* Begin *
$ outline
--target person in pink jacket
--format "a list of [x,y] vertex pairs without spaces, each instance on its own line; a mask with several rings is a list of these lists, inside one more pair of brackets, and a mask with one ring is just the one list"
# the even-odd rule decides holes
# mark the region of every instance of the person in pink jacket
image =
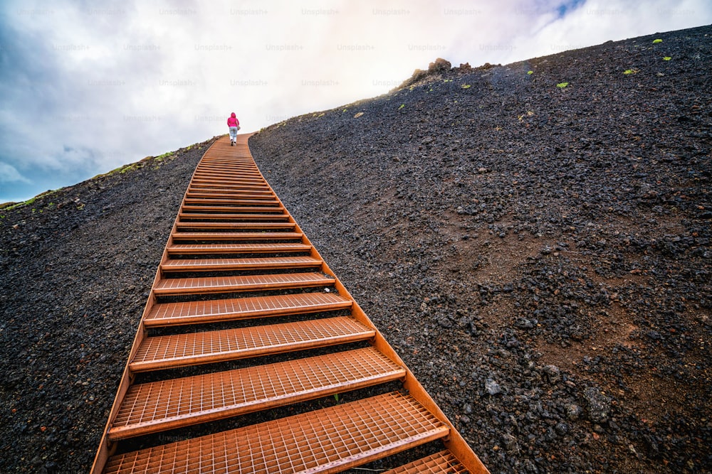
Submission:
* End *
• [To be done]
Copy the rows above with "pink jacket" switched to "green jacket" at every occurrence and all other text left the same. Omit the pictures.

• [Reply]
$ outline
--target person in green jacket
--format "a list of [x,y] vertex pairs without spaces, each instance on its own line; a mask with several rings is a list of these lists, inside one more pair of brackets, and a mask with one ring is just the one list"
# the even-odd rule decides holes
# mark the region of every instance of the person in green jacket
image =
Submission:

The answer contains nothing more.